EXERCISE BRIEF:
Can you copy every one of the rows below word for word, keeping each line in its original order?

::::

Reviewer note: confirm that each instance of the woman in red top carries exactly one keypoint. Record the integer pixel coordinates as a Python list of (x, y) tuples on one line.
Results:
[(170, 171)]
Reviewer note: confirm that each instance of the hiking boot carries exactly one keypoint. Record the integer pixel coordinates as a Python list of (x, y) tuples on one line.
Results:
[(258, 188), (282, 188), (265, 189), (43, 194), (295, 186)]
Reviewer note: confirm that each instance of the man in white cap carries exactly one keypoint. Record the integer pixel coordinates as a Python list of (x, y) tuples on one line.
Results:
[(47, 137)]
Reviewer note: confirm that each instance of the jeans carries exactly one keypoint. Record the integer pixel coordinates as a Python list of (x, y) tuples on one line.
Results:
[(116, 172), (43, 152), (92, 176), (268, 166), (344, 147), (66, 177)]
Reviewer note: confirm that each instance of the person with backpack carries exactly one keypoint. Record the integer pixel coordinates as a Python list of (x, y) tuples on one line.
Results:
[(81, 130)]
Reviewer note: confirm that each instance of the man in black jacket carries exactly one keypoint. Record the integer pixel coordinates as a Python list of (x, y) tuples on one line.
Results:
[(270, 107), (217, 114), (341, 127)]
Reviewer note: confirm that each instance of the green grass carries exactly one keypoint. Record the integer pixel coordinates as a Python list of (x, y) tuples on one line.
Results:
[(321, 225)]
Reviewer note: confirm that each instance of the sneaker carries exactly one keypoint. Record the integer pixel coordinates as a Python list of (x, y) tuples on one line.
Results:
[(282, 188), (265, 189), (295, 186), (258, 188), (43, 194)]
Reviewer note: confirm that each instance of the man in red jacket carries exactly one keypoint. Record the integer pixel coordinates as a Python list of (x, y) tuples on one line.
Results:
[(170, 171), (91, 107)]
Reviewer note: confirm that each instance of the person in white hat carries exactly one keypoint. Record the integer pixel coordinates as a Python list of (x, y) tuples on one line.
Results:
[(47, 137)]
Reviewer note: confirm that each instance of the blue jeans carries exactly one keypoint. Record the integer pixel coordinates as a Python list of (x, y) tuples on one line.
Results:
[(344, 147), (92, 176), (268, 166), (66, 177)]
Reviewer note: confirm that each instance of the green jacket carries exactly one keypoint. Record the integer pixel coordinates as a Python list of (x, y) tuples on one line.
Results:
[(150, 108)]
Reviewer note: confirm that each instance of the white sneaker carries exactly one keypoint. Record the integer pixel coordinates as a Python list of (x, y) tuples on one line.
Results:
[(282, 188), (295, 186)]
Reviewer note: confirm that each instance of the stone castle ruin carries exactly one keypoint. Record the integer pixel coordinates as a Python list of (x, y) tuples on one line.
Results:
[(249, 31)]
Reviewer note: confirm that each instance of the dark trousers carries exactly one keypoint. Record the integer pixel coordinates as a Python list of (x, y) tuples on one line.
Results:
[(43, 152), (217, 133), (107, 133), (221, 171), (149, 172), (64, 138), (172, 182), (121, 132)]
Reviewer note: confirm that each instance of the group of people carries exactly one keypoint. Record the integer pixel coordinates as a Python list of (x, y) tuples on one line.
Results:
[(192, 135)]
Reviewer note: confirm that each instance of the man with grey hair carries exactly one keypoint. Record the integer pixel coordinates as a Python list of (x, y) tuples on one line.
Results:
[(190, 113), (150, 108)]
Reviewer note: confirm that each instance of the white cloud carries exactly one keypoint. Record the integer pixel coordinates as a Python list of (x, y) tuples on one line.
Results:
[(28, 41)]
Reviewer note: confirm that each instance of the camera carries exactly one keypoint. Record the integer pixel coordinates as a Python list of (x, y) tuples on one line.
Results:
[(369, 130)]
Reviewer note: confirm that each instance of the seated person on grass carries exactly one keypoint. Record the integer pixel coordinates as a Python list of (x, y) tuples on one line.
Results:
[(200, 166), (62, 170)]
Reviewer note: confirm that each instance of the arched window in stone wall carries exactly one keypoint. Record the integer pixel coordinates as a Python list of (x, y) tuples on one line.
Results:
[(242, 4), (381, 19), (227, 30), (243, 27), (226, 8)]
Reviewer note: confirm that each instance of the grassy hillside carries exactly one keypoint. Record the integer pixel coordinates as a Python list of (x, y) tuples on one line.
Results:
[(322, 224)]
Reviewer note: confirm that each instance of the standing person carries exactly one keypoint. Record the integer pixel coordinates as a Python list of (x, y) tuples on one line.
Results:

::::

SOLUTION TO THIS TASK:
Reviewer note: confirm that each instance of the woman in red top carries exactly one keypoint. Record the integer pixel coordinates as a Python list of (x, y) tuples on one line.
Results:
[(170, 171)]
Reviewer note: confirm that each instance of the hiking boot carries exactly one keypoint. Record the integer pixel coordinates as a Python list of (x, y) tuples on one line.
Results:
[(258, 188), (282, 188), (265, 189), (43, 194), (295, 186)]
Reviewer note: confirm that each instance of the man in white cap carries exactly one keypoint. Record the integer pixel coordinates as a Python list of (x, y) tuples on one line.
Results:
[(47, 137)]
Reviewer note: confirm that each instance of the jeans carries exactly one keypoint. Record the integer pixel coordinates as a Python list of (x, y) tuples on one line.
Results:
[(116, 172), (43, 152), (92, 176), (268, 166), (344, 147), (66, 177)]
Reviewer note: confirm that each instance of the person with backpack carries exactly one keypoint. Record the integer pixel coordinates as a Python list of (x, y) tuples on one line.
Results:
[(81, 130)]
Reviewer note: confirm that each instance of the man in black jacket carries exactly one keypoint. Record the integer pixel coordinates as a Python list of (x, y) tuples on one line.
Results:
[(270, 107), (217, 114), (341, 127)]
Reviewer note: confirm that each instance of the green grass carries exactly one keypoint. Record the integer pixel coordinates as a Python list of (x, y) tuples on one line.
Results:
[(321, 225)]
Reviewer note: confirm that each instance of the sneaker carries exactly one keypoint. Record the integer pixel coordinates as a Python list of (x, y) tuples on one line.
Results:
[(282, 188), (265, 189), (295, 186), (258, 188), (43, 194)]
Reviewer note: confirm that each instance of the man in red jacket carries exactly one keypoint. Record the integer pixel coordinates as a Python list of (x, y) tuples on one line.
Results:
[(170, 171), (91, 107)]
Reviewer note: confirm that each instance of the person in white hat carries exactly one keypoint. Record the integer pixel coordinates as a Python list of (x, y) tuples on one line.
Results:
[(47, 137)]
Reviewer note: confirm that each instance of the blue jeans carries exactly one keypoint. Record the integer pixel coordinates as a Python list of (x, y) tuples on one line.
Results:
[(344, 147), (92, 176), (268, 166), (66, 177)]
Reviewer note: confirm that each instance of the green jacket carries exactly one keypoint. Record the integer pixel coordinates as a Python list of (x, y) tuples on one line.
Results:
[(150, 108)]
Reviewer note: confirm that each instance of the white sneaker carries exactly one keypoint. Record the integer pixel coordinates as a Python list of (x, y) tuples on one line.
Results:
[(282, 188), (295, 186)]
Reviewer note: confirm that each instance of the stone castle ruin carries exactly one keypoint. Record the integer pixel coordinates as a Python list of (x, y) tuples on one line.
Results:
[(249, 31)]
Reviewer note: confirm that each instance of the dark trousers carries exactly one keypoint. Record the integer pixel coordinates as a Python list of (x, y) tuples on one line.
Results:
[(43, 152), (217, 133), (107, 133), (221, 171), (149, 172), (64, 138), (172, 182), (121, 132)]
Reviewer note: confirm that each instance of the group of people carries exactly one keypoint. Record the integer pixel coordinates as a Python list of (x, y) tuples on one line.
Results:
[(192, 135)]
Reviewer note: confirm that each instance of the man with grey hair carries exactly one keypoint. Record the integer pixel coordinates as a Python list of (x, y) tuples on one line.
Results:
[(190, 113), (150, 108)]
Reviewer note: confirm that each instance of the white cloud carries exactly one keypoint. Record the integer pixel coordinates as a Python list of (x, y) tuples on one line.
Results:
[(28, 41)]
Reviewer note: confirm that each instance of the camera carries exactly one keypoint. Record the integer pixel coordinates as a Python list of (x, y) tuples on one line.
Results:
[(369, 130)]
Reviewer note: confirm that each instance of the seated person on grass carries exactly one keypoint. Record the integer pixel coordinates as a Python list of (x, y) tuples on one line.
Results:
[(200, 166), (62, 170)]
Reviewer note: confirm that each instance of the arched window in stone wall carries exactly one keypoint. Record the integer pixel coordinates as a Python list of (x, y) tuples on one line.
Results:
[(242, 4), (381, 19), (227, 30), (243, 27), (226, 8)]
Reviewer note: confirm that each instance of the grassy hillside carries exactly one keypoint. Record the integer pixel coordinates as a Python list of (x, y) tuples on one line.
Results:
[(322, 224)]
Reviewer note: confirm that each instance of the standing person carries exactly one keypoint. Record the integer pixel coordinates as a Python list of (x, y) tuples on one line.
Results:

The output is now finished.